--- start Task data ---
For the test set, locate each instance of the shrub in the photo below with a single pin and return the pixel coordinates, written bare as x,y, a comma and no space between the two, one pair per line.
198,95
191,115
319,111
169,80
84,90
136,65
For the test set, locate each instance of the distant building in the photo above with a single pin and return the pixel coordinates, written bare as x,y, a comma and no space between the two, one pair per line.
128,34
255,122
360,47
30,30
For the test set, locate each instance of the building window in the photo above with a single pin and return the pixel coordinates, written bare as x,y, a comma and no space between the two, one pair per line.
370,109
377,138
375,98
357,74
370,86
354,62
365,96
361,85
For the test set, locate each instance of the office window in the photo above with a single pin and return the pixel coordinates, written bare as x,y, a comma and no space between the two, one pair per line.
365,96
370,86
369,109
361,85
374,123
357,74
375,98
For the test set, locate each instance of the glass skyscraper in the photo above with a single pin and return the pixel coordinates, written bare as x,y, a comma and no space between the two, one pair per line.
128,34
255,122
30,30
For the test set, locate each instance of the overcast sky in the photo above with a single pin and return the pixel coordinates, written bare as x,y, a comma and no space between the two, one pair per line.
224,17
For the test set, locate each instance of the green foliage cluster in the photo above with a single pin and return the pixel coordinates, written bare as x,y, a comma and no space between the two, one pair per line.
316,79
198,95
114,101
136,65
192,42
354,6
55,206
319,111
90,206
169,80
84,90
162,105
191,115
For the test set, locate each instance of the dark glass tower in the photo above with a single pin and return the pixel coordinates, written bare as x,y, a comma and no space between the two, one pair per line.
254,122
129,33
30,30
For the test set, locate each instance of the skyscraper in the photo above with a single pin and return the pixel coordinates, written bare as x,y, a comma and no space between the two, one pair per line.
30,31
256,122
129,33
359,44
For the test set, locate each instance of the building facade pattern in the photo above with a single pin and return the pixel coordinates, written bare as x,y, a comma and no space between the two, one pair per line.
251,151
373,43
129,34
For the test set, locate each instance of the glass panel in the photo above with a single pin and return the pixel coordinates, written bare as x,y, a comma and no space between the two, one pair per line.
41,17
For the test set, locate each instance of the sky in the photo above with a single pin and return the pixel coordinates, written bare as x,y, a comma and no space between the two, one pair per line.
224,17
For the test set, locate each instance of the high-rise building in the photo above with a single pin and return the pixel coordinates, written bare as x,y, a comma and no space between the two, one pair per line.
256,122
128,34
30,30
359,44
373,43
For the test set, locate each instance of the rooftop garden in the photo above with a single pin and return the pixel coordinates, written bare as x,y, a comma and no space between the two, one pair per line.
--- end Task data ---
> **Written task**:
Restate each record exactly as written.

> **Expected answer**:
For the test set, locate each instance of the shrub in the photo below with a single pin and return the pixel coordinates, written bare as x,y, a comma and no space between the two, one pair per line.
198,95
191,115
319,111
169,80
84,90
136,65
For the test set, locate each instance of the distant building in the photo above with a single pin and return the pixel coordinates, written bare as x,y, a comma and no space between the two, one pair per line.
128,34
255,122
360,47
30,30
For the test set, locate each instance of the building window in the photo above with a single pin and return the pixel coordinates, written bare as x,y, a comma and no space between the two, one pair per line.
370,109
377,138
375,98
357,74
370,86
354,62
365,96
361,85
For the test set, locate each instance of the office window in the photo above with a single pin and return the pixel coordinates, written bare as x,y, a comma and no space between the two, one pair per line.
365,96
370,86
369,109
361,85
374,123
357,74
375,98
For the test set, locate each instance of the glass skyscraper in the photo above with a single pin and return the pixel coordinates, written bare as x,y, a comma and no space between the two, one pair per line.
128,34
255,122
30,30
For the test set, locate each instance of the overcast sky in the photo above with a single pin and return the pixel coordinates, written bare as x,y, a comma and no space between the two, one pair per line.
224,17
For the test set, locate each instance of the green foliage cluster in the photo above with a single pin and return the pixel coordinates, written bare as x,y, a comma and no space between the two, one pair per line.
316,79
198,95
114,101
136,65
192,42
354,6
55,206
319,111
90,206
169,80
84,90
162,105
191,115
For the test set, locate each instance of the dark glass tower in the photo above with a single pin and return the pixel coordinates, written bare as x,y, a comma and no space between the two, one pair per line.
254,122
129,33
30,30
For the test set, locate each instance of the skyscraper in the photo above with a single pin and return the pixel coordinates, written bare as x,y, a comma and no space between the two, one pair per line.
30,31
256,122
129,33
359,44
For the test set, locate each instance of the building facade pattern in the photo above with a single pin and return the pixel coordinates, written bare as x,y, a comma and no space between the two, one pair per line.
251,151
373,43
129,34
For the test set, locate each instance of the glass panel in the photo above with a single pin and return the pixel coordinates, written bare as x,y, a comma and no space between the two, one pair per line.
41,17
For the test set, locate each instance of the sky in the photo above with a single pin and return the pixel coordinates, written bare as x,y, a comma and no space between the two, one pair per line.
224,17
For the test set, locate each instance of the high-rise building in the photo above with a single pin and return the pixel coordinates, written bare as x,y, a comma and no space between the two, one pair per line.
256,122
128,34
30,30
359,44
373,43
For the test set, locate each instance of the rooftop garden in the photo above with a single pin and return the pixel coordinates, written bare as x,y, a comma and no space between the two, one pair per line.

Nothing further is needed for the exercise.